- _STUDY TEXT_:
------

There is this prevailing belief that Asians don’t have to worry about cancer. Nothing could be farther from the truth. Asians have the highest rates of stomach cancer and liver cancer. One of the main reasons people get liver cancer is because of Hepatitis B, and Asian immigrants have the highest rates of Hepatitis B infection in the world. All you need to do is get a vaccination, but not enough people are getting it. Unfortunately, Hepatitis B is passed down from a mother to her child. The earlier you contract Hepatitis B, if you don’t get it treated, the greater your chance of getting liver cancer later on. Liver cancer and cervical cancer, which also have high rates in the Asian community, are two cancers that are actually caused by communicable diseases. They are absolutely preventable, and yet those rates are the highest in Asian communities.

------

- _RAW DATA_:
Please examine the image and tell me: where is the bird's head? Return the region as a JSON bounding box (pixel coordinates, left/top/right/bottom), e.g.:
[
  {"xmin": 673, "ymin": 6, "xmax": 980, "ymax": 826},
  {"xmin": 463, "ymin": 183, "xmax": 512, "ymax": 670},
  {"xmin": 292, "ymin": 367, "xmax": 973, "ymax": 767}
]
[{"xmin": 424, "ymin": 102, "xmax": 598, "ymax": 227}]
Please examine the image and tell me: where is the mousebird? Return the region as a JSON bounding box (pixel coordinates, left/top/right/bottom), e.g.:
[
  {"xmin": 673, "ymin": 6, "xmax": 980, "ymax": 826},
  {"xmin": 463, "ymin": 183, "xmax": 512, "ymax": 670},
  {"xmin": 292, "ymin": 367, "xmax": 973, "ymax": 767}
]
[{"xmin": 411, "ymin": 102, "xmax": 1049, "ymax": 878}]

------

- _TO DO_:
a) Which two cancers does the passage on cancer in Asian communities say Asians have the highest rates of?
b) Write the next part of the passage on cancer in Asian communities, continuing after its final sentence.
The material has nothing to do with the passage on cancer in Asian communities.

- _RESPONSES BY TASK_:
a) Stomach cancer and liver cancer.

b)
There are a lot of cultural reasons why it’s difficult to educate Asian communities about cancer. A lot of Asian philosophies believe you have no control over what happens. It’s karma. There’s also a very strong belief that cancer is contagious. Therefore, you don’t want to talk about it or be around anyone that has it. Also, Asian populations in the United States are 70% first-generation immigrants, so their English proficiency is low. There are well over 35 different Asian communities, and they speak over a thousand different languages and dialects. You need to work with folks in the community to bring about culturally respectful and appropriate messages to get the whole concept of cancer, prevention, early detection and treatment across.

When I was first diagnosed, I was naturally consumed by wanting to figure out how I was gonna make sure I lived, and sex was just not in that picture. In the very beginning, my husband was in that same mode. But further into my treatment, he started to miss sexual relations. We talked about it, because it was bothering him. I had to tell him that I just wasn’t interested in sex for me or for him. It wasn’t until I was almost completely done with treatment that I started feeling like a sexual being again. I felt like I was starting all over and had to get back my self-confidence in terms of my sexuality. The fact that I didn’t have a breast was not a problem for me and, fortunately, it wasn’t a problem for him.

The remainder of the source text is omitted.